* Begin RECORD SET *

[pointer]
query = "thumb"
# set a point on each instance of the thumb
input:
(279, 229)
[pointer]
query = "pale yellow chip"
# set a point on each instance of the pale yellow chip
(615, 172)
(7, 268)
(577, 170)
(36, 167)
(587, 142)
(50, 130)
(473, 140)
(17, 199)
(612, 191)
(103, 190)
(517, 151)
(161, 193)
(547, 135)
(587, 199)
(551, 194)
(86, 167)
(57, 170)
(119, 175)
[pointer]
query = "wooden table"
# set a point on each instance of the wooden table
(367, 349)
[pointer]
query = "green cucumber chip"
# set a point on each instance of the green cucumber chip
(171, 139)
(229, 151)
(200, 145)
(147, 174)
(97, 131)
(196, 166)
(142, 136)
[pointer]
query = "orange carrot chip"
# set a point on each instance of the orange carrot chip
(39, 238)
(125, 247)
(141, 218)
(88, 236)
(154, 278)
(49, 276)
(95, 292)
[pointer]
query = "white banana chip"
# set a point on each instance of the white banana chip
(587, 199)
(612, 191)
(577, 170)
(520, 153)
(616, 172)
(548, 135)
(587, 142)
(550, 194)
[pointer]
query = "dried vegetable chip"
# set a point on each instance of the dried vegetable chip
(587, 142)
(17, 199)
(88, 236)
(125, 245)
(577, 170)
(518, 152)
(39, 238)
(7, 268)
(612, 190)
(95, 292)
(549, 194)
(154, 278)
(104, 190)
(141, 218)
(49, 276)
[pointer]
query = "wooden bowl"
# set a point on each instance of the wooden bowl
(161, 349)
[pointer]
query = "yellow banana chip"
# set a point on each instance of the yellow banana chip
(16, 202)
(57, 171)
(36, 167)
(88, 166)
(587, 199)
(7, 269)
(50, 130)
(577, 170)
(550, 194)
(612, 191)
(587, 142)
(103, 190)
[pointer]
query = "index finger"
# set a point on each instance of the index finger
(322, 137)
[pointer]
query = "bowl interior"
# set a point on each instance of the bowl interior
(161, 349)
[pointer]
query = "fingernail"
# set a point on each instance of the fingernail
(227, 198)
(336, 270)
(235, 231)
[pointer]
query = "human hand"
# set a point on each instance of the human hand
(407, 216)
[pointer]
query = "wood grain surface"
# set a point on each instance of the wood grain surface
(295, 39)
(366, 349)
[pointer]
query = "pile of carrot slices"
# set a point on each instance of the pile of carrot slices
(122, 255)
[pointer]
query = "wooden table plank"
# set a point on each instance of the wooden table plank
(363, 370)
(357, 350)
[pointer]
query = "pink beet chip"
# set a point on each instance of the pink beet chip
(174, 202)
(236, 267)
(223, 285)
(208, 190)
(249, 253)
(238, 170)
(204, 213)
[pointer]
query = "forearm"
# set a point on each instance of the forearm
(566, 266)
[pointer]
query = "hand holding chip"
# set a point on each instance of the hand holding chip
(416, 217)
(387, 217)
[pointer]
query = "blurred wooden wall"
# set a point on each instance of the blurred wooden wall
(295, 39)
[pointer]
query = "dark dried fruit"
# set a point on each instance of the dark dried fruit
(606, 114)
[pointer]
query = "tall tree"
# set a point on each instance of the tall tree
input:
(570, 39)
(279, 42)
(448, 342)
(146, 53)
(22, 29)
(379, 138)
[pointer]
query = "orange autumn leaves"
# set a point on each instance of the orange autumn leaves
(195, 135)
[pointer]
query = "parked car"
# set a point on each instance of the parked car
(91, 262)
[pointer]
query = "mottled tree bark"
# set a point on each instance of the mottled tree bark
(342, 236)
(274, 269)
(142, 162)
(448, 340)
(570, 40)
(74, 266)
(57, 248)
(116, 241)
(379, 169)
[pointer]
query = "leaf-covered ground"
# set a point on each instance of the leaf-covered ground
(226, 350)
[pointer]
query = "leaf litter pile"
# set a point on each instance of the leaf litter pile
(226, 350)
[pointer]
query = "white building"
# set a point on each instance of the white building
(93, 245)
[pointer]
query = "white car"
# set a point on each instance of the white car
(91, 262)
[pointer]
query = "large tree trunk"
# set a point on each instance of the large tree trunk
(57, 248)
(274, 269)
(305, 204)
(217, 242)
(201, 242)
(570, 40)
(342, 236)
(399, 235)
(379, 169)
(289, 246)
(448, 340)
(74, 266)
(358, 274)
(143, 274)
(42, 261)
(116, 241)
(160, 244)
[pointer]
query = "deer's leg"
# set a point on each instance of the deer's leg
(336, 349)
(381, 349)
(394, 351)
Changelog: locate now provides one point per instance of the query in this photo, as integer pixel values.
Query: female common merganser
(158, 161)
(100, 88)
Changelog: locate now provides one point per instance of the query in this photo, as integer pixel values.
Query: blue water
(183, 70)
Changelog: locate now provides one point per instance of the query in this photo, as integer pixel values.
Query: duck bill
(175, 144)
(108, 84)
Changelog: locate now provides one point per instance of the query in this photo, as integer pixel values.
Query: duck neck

* End RECORD SET *

DESCRIPTION OF THE TASK = Repeat each record exactly. Omit nothing.

ANSWER BELOW =
[pointer]
query = "thumb"
# set a point on each instance of the thumb
input:
(279, 229)
[pointer]
query = "pale yellow chip"
# set a point on each instance of the pale yellow chip
(615, 172)
(7, 268)
(577, 170)
(36, 167)
(587, 142)
(50, 130)
(473, 140)
(17, 199)
(612, 191)
(103, 190)
(517, 151)
(161, 193)
(547, 135)
(587, 199)
(551, 194)
(86, 167)
(57, 170)
(119, 175)
[pointer]
query = "wooden table"
# set a point on each instance of the wooden table
(367, 349)
[pointer]
query = "green cucumber chip"
# set a point on each instance of the green cucumber chip
(171, 139)
(229, 151)
(200, 145)
(147, 174)
(97, 131)
(196, 166)
(142, 136)
[pointer]
query = "orange carrot chip"
# set a point on each instance of the orange carrot chip
(39, 238)
(125, 247)
(141, 218)
(88, 236)
(154, 278)
(49, 276)
(95, 292)
[pointer]
query = "white banana chip"
# set a point on each instance of the white banana chip
(587, 199)
(612, 191)
(577, 170)
(520, 153)
(616, 172)
(548, 135)
(587, 142)
(550, 194)
[pointer]
query = "dried vegetable chip"
# set a point on each instance of the dried vegetable chip
(587, 142)
(17, 199)
(88, 236)
(125, 245)
(577, 170)
(518, 152)
(39, 238)
(7, 268)
(612, 190)
(95, 292)
(549, 194)
(154, 278)
(104, 190)
(141, 218)
(49, 276)
[pointer]
query = "wooden bowl"
# set a point on each instance of the wooden bowl
(161, 349)
[pointer]
query = "yellow banana chip"
# set a point on each instance of the yellow banana chip
(16, 202)
(57, 171)
(36, 167)
(88, 166)
(587, 199)
(7, 269)
(50, 130)
(577, 170)
(550, 194)
(612, 191)
(587, 142)
(103, 190)
[pointer]
query = "index finger"
# set a point on each instance of the index finger
(322, 137)
[pointer]
query = "bowl interior"
# set a point on each instance of the bowl interior
(161, 349)
[pointer]
query = "fingernail"
# set a point on each instance of the fingernail
(227, 198)
(336, 270)
(235, 231)
[pointer]
query = "human hand"
# set a point on each instance of the human hand
(407, 216)
[pointer]
query = "wood grain surface"
# set a point on each instance of the wood grain surface
(295, 39)
(366, 349)
[pointer]
query = "pile of carrot slices"
# set a point on each instance of the pile of carrot slices
(122, 255)
[pointer]
query = "wooden table plank"
# set a point on each instance of the wooden table plank
(363, 370)
(357, 350)
[pointer]
query = "pink beet chip"
# set a point on each instance of the pink beet chip
(174, 202)
(236, 267)
(223, 285)
(208, 190)
(249, 253)
(238, 170)
(204, 213)
[pointer]
query = "forearm"
# set a point on each instance of the forearm
(566, 266)
[pointer]
query = "hand holding chip"
# set a point on each instance of the hand holding chip
(416, 217)
(387, 217)
[pointer]
query = "blurred wooden wall"
# set a point on each instance of the blurred wooden wall
(295, 39)
[pointer]
query = "dark dried fruit"
# set a point on each instance of the dark dried fruit
(606, 114)
[pointer]
query = "tall tree"
# set a point on each instance of the tall tree
input:
(570, 39)
(279, 42)
(448, 342)
(146, 53)
(22, 29)
(379, 138)
[pointer]
query = "orange autumn leaves"
# set a point on each instance of the orange autumn leaves
(195, 135)
[pointer]
query = "parked car"
# set a point on each instance of the parked car
(91, 262)
[pointer]
query = "mottled tree bark"
# set a point on each instance of the mottled tree bark
(342, 236)
(274, 269)
(142, 162)
(448, 340)
(570, 40)
(74, 266)
(57, 248)
(116, 241)
(379, 169)
[pointer]
query = "leaf-covered ground"
# set a point on each instance of the leaf-covered ground
(226, 350)
[pointer]
query = "leaf litter pile"
# set a point on each instance of the leaf litter pile
(226, 350)
[pointer]
query = "white building"
# set a point on each instance of the white building
(93, 245)
[pointer]
query = "white car"
# set a point on each instance of the white car
(91, 262)
[pointer]
query = "large tree trunk"
# set a point on each instance of the large tree trunk
(57, 248)
(274, 269)
(305, 204)
(217, 242)
(201, 242)
(570, 40)
(342, 236)
(399, 235)
(379, 169)
(289, 246)
(448, 340)
(74, 266)
(358, 274)
(143, 274)
(42, 261)
(116, 241)
(160, 244)
[pointer]
query = "deer's leg"
# set a point on each instance of the deer's leg
(336, 349)
(381, 349)
(394, 351)
Changelog: locate now provides one point per instance of the query in this photo, as integer pixel values.
Query: female common merganser
(158, 161)
(100, 88)
Changelog: locate now provides one point per instance of the query in this photo, as integer pixel values.
Query: blue water
(183, 70)
Changelog: locate now provides one point per instance of the query in this photo, as integer pixel values.
Query: duck bill
(175, 144)
(108, 84)
Changelog: locate now provides one point per instance of the query in this photo, as integer pixel values.
Query: duck neck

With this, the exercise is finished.